__Directions__:
Your response must be made up of each line in the data below that contains the string "wearing".

Phrase grounding data
= = = = = = =

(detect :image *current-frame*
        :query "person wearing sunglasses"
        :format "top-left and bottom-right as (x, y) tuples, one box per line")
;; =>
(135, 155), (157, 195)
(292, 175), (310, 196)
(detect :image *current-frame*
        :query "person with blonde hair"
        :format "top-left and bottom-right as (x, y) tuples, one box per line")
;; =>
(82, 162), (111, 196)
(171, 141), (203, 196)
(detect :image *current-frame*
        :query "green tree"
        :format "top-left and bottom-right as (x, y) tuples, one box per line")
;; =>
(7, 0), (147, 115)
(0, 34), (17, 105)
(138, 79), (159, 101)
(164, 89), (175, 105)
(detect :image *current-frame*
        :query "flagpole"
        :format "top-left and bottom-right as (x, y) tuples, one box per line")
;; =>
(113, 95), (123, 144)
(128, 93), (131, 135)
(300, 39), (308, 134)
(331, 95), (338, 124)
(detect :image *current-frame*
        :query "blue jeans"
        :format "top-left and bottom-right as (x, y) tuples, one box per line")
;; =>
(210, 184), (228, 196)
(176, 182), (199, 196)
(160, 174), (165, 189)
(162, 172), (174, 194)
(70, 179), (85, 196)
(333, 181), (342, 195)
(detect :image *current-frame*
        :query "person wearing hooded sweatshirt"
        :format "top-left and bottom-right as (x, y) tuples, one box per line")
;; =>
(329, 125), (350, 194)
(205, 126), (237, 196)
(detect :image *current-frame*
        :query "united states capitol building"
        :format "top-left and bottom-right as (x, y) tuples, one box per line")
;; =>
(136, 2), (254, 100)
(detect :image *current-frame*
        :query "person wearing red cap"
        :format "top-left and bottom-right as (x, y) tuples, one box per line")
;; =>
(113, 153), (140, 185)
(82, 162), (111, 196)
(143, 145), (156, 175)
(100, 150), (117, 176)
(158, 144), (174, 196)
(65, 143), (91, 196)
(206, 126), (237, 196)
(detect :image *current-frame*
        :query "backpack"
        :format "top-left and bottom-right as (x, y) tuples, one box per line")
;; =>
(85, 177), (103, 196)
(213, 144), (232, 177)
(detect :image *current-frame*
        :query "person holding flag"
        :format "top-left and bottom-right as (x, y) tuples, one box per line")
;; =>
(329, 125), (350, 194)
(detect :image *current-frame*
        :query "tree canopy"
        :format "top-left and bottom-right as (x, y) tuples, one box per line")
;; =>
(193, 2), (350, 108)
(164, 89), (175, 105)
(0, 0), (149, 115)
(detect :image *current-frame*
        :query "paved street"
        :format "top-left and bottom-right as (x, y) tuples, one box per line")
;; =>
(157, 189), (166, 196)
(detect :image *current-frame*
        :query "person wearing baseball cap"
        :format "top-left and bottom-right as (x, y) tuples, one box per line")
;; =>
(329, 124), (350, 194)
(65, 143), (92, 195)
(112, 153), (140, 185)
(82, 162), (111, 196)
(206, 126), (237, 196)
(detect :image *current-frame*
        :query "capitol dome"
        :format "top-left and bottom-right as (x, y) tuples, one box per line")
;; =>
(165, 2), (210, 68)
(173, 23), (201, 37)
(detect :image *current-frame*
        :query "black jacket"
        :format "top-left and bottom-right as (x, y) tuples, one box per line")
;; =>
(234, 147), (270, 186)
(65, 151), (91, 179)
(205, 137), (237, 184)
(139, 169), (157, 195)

= = = = = = =

__Reply to the exercise__:
        :query "person wearing sunglasses"
        :query "person wearing hooded sweatshirt"
        :query "person wearing red cap"
        :query "person wearing baseball cap"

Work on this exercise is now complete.